◆ Passage provided:
════════════════
If a student brought home grades resembling those given to Pennsylvania by the American Lung Association for tobacco control, it isn’t likely mom and pop would be too pleased.

Pennsylvania received failing marks for its funding of tobacco prevention and control programs and its cessation coverage as the state “fell short in adequately funding programs to protect children and curb tobacco-related disease in 2012,” according to the ALA’s State of Tobacco Control 2013 report released Wednesday. The association also gave the state a pair of Cs on smoke-free air and cigarette taxes.

“Pennsylvania must make it a priority to invest in programs that keep kids off tobacco and to help smokers quit,” said Deb Brown, president and chief executive officer of the ALA of the Mid-Atlantic. “That starts with increasing Pennsylvania’s current level of tobacco prevention and cessation funding.”

The association reports that the state spent just 11 percent of what the Centers for Disease Control and Prevention recommends to fund tobacco prevention and cessation programs despite receiving $1.4 billion in tobacco-related revenue annually.

For 2013, Gov. Tom Corbett has designated $14.2 million for tobacco control and the federal government is expected to pitch in $2.9 million. While this is an uptick from the $13.9 million spent by the state last year, the association points out it’s a fraction of the $155.5 million recommended by the CDC.

“Funding is always an issue,” said Lee Rutledge-Falcione, executive director of Washington County Health Partners. “We’re way below what the CDC would recommend to have an effective, comprehensive program.”
════════════════
◆ Supplied information:
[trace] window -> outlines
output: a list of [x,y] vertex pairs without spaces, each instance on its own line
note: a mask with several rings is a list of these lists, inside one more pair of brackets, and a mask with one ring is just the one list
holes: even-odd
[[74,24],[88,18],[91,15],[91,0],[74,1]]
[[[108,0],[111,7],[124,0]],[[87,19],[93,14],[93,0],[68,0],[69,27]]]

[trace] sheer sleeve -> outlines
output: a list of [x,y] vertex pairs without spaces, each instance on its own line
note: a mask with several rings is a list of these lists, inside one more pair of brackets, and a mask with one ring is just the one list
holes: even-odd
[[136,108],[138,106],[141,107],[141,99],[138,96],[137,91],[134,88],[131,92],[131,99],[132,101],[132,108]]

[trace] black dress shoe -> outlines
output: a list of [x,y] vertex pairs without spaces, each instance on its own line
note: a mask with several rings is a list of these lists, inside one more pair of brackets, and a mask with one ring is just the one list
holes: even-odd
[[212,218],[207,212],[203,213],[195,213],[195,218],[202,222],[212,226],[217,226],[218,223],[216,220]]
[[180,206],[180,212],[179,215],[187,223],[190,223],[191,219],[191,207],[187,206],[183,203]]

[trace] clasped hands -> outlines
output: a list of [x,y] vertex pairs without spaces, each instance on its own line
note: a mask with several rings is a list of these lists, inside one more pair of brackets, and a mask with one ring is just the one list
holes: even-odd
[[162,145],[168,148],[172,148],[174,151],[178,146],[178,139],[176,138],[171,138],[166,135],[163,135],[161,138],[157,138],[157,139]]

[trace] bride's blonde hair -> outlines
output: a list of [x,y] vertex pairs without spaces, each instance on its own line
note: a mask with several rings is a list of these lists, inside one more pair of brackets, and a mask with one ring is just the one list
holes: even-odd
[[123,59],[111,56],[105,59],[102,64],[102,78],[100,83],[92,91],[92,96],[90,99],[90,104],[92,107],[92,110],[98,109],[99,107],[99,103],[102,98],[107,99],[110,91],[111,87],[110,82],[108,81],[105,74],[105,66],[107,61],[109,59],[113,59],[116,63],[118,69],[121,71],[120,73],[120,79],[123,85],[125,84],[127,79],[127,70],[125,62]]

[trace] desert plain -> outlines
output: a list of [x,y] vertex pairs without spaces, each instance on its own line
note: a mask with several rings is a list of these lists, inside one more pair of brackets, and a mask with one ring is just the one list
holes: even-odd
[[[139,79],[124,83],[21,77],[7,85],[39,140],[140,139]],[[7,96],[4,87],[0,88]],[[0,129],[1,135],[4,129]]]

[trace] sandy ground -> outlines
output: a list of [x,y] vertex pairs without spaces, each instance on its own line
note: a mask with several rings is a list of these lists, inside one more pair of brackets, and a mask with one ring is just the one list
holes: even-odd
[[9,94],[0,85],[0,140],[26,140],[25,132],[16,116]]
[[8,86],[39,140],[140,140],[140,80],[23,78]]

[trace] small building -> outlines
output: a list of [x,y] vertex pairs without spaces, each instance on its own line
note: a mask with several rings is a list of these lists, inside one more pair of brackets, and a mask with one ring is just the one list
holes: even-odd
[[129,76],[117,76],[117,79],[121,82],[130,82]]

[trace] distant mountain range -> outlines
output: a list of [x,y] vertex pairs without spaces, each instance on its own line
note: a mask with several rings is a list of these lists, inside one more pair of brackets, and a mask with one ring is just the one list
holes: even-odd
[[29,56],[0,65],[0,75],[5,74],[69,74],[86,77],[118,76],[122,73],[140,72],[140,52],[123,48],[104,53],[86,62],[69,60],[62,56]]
════════════════
◆ Using the information:
(a) According to the tobacco control article, what share of the CDC-recommended amount did Pennsylvania spend on tobacco prevention and cessation programs?
(b) Extract the part of the tobacco control article from "If a student" up to and including "be too pleased.", copying it word for word.
(c) Decide whether each statement agrees with the tobacco control article, answering yes or no and quoting the words that settle it: (i) Pennsylvania received a C on cigarette taxes. (ii) Gov. Tom Corbett has designated $2.9 million for tobacco control for 2013. (iii) Deb Brown leads Washington County Health Partners.
The items come from a separate source and are unrelated to the tobacco control article.

◆ Per-task outputs:
(a) 11 percent

(b)
If a student brought home grades resembling those given to Pennsylvania by the American Lung Association for tobacco control, it isn’t likely mom and pop would be too pleased.

(c)
(i) Yes: "The association also gave the state a pair of Cs on smoke-free air and cigarette taxes."
(ii) No: "Gov. Tom Corbett has designated $14.2 million for tobacco control and the federal government is expected to pitch in $2.9 million."
(iii) No: "Deb Brown, president and chief executive officer of the ALA of the Mid-Atlantic"